◆ **AIM OF THE TASK**: Copy the passage below on the spherical planting inversion of the Mare Crisium mascon word for word, in full.

◆ **TEXT BLOCK**:
Because of the low gravity at each corner and the similar linear background field in Figure 9, following Uieda and Barbosa (2012) [36], only positive gravity anomalies of interest associated with the mascon are targeted for exploration. Therefore, in this paper, ten seeds (asterisk marker in Figure 13) were employed to invert only target sources (black contours in Figure 14) of the Mare Crisium mascon.

In spherical planting inversion, seed parameters are generally determined empirically or based on drilling information. Considering that previous studies [40,75,76] used 2.580 ± 0.170 g/cm³ as the mean crustal density and 3.22 g/cm³ as the mean mantle density, and 2.50 g/cm³ was employed to Bouguer correction for GRGM1200A, the seed density is now set to 0.45 g/cm³. Because the Mare Crisium mascon is a mantle uplift product, according to the crustal thickness of Mare Crisium in Figure 12, the depth of the seeds is set at 30 km.

For larger or more complex anomalous sources, it is challenging to set individual horizontal weighting functions for each seed, as in Figure 10 and Figure 11 in Uieda and Barbosa (2012) [36], where the recovered density distribution in the right branch is well beyond the limit areas of the horizontal weighting function. Further considering the gravity anomaly characteristics (Figure 9), ten seeds with yellow asterisk markers are now arranged in the positive and negative transition regions of the Bouguer gravity anomaly (Figure 13). Then, the spherical planting inversion is performed using a single seed horizontal weighting function with $\delta$ = 0.05 and $\tau$ = 5.0 × 10⁻⁴.

Compared with Figure 14, the difference between the predicted anomalies of the spherical planting inversion and the exploration target anomalies is tiny, and its norm is 1.2, indicating the present algorithm’s stability. Figure 13 and Figure 14 show that the novel seed weighting function fits the predicted data range, indicating that it can effectively constrain the spherical planting inversion [40,77].

4. Discussion and Conclusions

Since the tesseroid’s length and width vary with its position, we revise the distance calculation formula to avoid preferentially selecting tesseroids closer to their corresponding seeds in the spherical planting inversion.

◆ **LISTING**:
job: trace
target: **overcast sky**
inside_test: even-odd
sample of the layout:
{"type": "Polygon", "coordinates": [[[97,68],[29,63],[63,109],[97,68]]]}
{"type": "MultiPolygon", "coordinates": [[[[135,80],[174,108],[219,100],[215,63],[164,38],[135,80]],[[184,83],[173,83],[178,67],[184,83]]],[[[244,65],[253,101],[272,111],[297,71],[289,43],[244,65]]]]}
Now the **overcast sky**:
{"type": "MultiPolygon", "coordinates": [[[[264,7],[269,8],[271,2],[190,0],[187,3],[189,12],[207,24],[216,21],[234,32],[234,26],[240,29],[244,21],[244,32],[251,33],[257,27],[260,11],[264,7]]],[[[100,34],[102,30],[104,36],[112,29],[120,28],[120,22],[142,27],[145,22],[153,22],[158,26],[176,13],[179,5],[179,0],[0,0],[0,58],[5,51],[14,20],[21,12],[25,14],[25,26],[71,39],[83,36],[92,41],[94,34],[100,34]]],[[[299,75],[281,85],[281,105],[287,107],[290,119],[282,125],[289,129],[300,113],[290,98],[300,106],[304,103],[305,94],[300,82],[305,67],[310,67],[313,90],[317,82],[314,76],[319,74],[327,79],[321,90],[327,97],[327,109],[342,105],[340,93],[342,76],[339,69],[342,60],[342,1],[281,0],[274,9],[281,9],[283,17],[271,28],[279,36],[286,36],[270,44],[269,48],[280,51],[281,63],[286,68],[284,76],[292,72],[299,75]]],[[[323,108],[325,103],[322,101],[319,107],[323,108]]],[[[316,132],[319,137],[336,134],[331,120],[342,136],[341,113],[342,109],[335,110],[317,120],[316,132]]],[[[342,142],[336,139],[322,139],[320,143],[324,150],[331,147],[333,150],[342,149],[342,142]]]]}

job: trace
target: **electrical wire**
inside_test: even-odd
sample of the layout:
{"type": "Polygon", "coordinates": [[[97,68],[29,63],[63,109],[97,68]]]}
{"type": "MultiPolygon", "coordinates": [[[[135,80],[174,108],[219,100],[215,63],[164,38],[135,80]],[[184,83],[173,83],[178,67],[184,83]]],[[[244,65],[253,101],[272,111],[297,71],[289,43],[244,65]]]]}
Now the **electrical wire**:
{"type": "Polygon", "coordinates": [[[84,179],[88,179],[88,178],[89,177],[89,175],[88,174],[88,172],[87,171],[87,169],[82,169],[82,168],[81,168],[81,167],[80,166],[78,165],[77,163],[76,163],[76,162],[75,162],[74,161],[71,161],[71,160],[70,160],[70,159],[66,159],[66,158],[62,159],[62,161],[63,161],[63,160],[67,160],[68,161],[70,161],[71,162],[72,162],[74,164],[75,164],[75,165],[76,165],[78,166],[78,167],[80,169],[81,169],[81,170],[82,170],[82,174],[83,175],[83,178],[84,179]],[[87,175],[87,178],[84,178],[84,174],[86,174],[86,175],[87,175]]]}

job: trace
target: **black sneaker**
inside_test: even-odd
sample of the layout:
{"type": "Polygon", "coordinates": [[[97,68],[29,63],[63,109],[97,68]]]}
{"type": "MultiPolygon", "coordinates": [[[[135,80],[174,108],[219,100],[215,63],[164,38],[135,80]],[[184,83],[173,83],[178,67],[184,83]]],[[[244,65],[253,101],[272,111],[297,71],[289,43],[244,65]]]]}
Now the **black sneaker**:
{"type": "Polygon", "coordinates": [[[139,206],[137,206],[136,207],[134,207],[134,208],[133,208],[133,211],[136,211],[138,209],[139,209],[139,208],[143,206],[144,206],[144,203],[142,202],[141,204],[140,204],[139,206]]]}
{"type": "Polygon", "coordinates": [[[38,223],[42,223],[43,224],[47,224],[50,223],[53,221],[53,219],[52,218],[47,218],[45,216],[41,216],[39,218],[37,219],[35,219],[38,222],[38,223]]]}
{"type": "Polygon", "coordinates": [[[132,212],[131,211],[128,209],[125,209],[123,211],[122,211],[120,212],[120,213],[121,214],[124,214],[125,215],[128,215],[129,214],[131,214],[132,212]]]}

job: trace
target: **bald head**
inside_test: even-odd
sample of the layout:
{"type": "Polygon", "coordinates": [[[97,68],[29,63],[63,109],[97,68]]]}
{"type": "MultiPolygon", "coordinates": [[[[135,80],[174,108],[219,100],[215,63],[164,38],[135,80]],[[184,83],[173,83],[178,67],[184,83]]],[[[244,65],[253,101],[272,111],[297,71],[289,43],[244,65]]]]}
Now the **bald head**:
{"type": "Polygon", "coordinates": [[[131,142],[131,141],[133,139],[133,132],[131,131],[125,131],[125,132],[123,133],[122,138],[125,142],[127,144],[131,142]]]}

◆ **SOLUTION TO THIS TASK**:
Because of the low gravity at each corner and the similar linear background field in Figure 9, following Uieda and Barbosa (2012) [36], only positive gravity anomalies of interest associated with the mascon are targeted for exploration. Therefore, in this paper, ten seeds (asterisk marker in Figure 13) were employed to invert only target sources (black contours in Figure 14) of the Mare Crisium mascon.

In spherical planting inversion, seed parameters are generally determined empirically or based on drilling information. Considering that previous studies [40,75,76] used 2.580 ± 0.170 g/cm³ as the mean crustal density and 3.22 g/cm³ as the mean mantle density, and 2.50 g/cm³ was employed to Bouguer correction for GRGM1200A, the seed density is now set to 0.45 g/cm³. Because the Mare Crisium mascon is a mantle uplift product, according to the crustal thickness of Mare Crisium in Figure 12, the depth of the seeds is set at 30 km.

For larger or more complex anomalous sources, it is challenging to set individual horizontal weighting functions for each seed, as in Figure 10 and Figure 11 in Uieda and Barbosa (2012) [36], where the recovered density distribution in the right branch is well beyond the limit areas of the horizontal weighting function. Further considering the gravity anomaly characteristics (Figure 9), ten seeds with yellow asterisk markers are now arranged in the positive and negative transition regions of the Bouguer gravity anomaly (Figure 13). Then, the spherical planting inversion is performed using a single seed horizontal weighting function with $\delta$ = 0.05 and $\tau$ = 5.0 × 10⁻⁴.

Compared with Figure 14, the difference between the predicted anomalies of the spherical planting inversion and the exploration target anomalies is tiny, and its norm is 1.2, indicating the present algorithm’s stability. Figure 13 and Figure 14 show that the novel seed weighting function fits the predicted data range, indicating that it can effectively constrain the spherical planting inversion [40,77].

4. Discussion and Conclusions

Since the tesseroid’s length and width vary with its position, we revise the distance calculation formula to avoid preferentially selecting tesseroids closer to their corresponding seeds in the spherical planting inversion.